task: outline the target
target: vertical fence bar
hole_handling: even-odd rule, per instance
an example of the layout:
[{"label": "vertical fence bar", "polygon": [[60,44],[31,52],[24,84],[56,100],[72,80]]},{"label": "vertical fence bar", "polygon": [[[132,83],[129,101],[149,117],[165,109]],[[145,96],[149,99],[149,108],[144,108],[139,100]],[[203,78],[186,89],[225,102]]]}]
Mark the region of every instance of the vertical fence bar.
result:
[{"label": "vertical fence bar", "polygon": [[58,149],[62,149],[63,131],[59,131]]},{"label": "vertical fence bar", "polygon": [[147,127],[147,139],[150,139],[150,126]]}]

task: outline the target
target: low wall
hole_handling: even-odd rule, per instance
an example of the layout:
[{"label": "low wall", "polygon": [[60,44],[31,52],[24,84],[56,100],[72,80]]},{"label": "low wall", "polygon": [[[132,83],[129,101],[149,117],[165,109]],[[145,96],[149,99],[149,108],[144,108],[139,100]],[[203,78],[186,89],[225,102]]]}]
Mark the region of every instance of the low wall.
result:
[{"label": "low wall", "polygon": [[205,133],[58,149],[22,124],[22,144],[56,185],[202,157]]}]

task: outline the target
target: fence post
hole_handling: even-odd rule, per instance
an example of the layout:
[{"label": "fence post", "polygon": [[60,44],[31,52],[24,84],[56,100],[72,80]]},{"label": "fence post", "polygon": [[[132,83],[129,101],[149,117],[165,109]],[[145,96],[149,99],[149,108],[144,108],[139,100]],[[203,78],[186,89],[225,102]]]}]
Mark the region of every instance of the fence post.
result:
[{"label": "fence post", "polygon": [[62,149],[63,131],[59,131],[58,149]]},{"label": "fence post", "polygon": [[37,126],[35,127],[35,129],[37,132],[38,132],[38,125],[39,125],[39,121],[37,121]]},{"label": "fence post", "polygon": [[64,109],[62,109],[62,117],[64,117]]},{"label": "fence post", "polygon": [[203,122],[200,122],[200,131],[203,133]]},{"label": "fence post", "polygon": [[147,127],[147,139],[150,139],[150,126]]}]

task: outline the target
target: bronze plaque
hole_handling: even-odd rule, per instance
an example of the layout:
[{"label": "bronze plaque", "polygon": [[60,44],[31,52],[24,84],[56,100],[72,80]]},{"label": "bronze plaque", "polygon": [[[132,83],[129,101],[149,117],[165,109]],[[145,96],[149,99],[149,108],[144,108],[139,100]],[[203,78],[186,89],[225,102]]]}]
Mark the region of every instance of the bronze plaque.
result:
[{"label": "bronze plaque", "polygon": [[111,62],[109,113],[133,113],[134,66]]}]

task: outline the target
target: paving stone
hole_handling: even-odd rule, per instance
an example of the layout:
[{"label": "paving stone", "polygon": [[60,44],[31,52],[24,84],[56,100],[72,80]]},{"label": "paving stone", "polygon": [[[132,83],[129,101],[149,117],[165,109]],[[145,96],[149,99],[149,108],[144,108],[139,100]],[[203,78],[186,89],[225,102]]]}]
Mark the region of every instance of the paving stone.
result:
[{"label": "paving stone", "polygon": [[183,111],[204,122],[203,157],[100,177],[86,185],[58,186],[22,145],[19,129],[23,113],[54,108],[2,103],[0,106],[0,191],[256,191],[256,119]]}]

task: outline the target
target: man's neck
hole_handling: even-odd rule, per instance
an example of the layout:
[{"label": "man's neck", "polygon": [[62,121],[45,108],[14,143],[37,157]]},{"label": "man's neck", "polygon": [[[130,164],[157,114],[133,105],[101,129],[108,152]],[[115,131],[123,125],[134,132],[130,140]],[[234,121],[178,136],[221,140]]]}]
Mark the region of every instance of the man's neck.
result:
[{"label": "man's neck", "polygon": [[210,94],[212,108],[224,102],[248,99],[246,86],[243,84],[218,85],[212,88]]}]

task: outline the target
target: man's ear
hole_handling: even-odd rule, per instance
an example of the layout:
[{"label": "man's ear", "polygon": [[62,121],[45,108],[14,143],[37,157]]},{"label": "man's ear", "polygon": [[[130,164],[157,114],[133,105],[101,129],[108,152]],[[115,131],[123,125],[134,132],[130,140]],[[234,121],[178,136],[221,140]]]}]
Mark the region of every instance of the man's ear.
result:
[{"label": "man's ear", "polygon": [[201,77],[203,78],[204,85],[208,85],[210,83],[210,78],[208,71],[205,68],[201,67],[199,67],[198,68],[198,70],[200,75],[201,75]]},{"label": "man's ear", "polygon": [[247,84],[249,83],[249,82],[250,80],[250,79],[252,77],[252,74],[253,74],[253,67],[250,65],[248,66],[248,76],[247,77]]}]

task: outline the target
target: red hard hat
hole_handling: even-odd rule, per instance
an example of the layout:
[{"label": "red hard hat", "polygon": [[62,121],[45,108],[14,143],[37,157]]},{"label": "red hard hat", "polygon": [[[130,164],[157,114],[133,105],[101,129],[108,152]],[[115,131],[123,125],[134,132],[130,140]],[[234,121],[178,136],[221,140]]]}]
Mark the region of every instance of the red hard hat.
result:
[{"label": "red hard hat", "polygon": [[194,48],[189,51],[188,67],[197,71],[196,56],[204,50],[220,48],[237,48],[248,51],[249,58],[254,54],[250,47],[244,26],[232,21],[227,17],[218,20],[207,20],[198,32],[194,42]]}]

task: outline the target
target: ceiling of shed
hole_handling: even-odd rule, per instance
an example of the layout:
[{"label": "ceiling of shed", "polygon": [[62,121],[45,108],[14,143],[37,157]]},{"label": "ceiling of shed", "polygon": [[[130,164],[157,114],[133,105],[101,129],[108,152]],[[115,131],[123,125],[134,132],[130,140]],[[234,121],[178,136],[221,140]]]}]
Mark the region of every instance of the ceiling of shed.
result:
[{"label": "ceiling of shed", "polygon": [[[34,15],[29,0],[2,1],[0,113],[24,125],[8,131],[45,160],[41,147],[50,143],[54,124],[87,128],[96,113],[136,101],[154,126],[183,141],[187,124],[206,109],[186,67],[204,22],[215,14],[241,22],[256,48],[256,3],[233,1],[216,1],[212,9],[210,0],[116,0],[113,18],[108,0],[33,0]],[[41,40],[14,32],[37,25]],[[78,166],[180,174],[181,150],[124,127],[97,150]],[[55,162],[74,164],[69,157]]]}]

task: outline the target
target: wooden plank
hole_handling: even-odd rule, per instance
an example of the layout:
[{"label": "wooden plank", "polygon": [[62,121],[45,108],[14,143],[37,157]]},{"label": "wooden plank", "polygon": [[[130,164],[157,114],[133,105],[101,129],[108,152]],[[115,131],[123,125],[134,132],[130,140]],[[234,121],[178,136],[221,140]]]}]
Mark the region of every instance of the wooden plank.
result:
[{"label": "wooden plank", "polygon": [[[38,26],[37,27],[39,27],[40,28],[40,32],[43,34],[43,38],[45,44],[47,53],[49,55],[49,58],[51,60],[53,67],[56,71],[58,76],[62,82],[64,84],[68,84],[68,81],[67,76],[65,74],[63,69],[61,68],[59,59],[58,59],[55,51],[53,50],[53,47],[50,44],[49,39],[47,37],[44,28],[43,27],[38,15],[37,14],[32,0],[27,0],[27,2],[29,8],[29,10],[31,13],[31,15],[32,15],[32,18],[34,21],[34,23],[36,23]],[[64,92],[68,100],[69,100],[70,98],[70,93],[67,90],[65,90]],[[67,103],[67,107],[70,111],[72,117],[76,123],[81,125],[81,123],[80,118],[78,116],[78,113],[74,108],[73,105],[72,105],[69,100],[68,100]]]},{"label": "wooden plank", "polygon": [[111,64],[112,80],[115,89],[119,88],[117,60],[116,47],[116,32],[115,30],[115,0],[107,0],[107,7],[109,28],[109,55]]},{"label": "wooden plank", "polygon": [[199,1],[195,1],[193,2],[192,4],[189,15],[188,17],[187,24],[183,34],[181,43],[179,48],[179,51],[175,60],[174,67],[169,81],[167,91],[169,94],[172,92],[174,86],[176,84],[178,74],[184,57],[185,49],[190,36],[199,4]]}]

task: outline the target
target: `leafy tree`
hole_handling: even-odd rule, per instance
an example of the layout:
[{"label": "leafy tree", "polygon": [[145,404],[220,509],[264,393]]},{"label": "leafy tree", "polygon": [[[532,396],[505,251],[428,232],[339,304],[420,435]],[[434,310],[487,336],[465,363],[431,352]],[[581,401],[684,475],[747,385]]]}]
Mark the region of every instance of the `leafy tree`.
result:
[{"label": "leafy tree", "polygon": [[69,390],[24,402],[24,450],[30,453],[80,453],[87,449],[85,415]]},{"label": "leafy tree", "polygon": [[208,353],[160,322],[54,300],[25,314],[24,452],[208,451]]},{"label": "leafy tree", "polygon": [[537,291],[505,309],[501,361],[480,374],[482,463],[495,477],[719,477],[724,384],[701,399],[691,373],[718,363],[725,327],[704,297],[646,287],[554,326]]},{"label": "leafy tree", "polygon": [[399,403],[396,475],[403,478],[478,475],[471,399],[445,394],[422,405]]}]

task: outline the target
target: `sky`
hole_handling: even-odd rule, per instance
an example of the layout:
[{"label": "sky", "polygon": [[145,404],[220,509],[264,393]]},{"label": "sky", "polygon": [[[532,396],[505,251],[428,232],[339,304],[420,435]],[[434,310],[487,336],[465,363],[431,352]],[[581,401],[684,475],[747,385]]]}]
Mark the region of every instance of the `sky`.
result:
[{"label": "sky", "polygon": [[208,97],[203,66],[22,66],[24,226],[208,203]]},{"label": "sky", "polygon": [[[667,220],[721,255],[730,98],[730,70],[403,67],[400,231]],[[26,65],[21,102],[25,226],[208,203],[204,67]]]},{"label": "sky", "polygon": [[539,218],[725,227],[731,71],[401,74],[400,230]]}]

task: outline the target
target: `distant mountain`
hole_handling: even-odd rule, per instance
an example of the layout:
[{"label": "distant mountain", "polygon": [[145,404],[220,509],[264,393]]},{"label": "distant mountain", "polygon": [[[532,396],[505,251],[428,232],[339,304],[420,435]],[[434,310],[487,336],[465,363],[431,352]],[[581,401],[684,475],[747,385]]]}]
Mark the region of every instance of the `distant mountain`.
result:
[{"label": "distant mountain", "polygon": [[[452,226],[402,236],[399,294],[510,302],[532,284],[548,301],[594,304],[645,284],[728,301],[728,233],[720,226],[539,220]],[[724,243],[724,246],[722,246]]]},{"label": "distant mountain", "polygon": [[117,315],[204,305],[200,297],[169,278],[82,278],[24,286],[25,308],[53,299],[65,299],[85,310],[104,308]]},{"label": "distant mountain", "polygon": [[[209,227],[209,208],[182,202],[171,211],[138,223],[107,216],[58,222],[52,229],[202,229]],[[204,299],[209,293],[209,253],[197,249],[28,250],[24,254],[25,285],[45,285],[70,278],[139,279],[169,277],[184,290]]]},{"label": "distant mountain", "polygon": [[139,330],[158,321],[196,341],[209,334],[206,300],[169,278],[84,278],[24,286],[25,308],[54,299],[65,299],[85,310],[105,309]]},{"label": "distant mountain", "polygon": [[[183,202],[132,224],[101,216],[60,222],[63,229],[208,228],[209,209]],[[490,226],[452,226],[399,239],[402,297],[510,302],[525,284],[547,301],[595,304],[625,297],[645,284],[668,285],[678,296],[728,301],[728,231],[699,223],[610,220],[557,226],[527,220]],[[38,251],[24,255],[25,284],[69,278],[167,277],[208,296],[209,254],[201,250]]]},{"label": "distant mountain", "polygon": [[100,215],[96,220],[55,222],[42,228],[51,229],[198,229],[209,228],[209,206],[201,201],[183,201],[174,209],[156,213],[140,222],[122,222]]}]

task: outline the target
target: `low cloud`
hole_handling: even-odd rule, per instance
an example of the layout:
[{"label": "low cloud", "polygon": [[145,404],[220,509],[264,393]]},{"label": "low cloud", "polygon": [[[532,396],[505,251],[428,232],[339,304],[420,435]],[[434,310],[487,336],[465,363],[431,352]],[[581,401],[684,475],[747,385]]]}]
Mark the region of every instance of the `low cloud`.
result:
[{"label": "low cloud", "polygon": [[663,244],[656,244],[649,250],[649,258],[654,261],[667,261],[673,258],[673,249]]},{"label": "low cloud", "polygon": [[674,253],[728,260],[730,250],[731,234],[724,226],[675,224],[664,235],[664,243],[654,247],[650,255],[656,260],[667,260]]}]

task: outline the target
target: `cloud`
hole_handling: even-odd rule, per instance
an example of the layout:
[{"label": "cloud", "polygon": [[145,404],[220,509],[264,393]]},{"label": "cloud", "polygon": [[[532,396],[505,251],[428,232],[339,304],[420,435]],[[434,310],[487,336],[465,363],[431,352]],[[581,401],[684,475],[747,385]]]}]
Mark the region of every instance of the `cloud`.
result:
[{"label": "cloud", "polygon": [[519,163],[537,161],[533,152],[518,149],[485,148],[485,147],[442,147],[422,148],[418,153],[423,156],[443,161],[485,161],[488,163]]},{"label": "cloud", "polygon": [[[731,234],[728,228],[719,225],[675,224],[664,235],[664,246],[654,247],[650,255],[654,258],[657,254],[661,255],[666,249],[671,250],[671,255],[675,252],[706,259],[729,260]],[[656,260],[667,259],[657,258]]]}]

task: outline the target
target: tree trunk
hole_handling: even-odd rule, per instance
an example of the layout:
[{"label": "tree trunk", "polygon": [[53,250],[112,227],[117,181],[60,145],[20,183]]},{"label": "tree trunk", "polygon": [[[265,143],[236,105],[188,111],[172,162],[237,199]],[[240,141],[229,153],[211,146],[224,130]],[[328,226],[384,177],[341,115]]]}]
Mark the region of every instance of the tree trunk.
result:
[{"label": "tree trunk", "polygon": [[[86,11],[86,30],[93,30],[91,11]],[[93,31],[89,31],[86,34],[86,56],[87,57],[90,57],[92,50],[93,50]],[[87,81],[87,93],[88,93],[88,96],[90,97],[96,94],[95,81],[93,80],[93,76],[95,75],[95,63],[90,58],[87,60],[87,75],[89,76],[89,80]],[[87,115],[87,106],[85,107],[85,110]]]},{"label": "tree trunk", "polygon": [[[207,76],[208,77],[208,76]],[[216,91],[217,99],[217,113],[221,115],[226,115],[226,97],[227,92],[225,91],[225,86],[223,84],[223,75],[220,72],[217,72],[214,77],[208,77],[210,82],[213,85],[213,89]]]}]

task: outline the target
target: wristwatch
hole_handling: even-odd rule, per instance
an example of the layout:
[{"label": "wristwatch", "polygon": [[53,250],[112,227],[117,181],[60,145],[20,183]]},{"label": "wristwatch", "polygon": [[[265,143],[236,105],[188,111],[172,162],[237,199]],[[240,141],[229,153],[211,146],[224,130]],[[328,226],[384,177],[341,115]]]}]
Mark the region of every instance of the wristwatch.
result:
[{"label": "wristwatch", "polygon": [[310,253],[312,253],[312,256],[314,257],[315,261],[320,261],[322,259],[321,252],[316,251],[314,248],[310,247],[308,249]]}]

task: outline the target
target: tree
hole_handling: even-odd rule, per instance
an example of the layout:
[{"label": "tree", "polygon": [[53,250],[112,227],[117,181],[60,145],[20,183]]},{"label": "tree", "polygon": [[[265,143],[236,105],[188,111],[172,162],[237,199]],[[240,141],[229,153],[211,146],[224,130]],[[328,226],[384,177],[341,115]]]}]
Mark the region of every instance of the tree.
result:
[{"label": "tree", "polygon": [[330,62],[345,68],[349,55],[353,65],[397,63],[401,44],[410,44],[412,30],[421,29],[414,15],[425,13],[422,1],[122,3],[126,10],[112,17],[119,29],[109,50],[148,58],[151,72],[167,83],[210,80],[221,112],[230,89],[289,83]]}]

# CHALLENGE
Pick out every line of the data that contains the string "neck", matching case exactly, and copy each one in full.

# OUTPUT FOR THIS EXERCISE
target: man's neck
[{"label": "man's neck", "polygon": [[62,121],[45,108],[14,143],[37,157]]},{"label": "man's neck", "polygon": [[[130,164],[157,114],[133,105],[101,129],[108,152]],[[115,131],[123,125],[134,132],[130,140]],[[234,121],[178,136],[221,140]]]}]
Mark the region of every instance of the man's neck.
[{"label": "man's neck", "polygon": [[210,94],[212,108],[224,102],[248,99],[246,86],[243,84],[218,85],[212,88]]}]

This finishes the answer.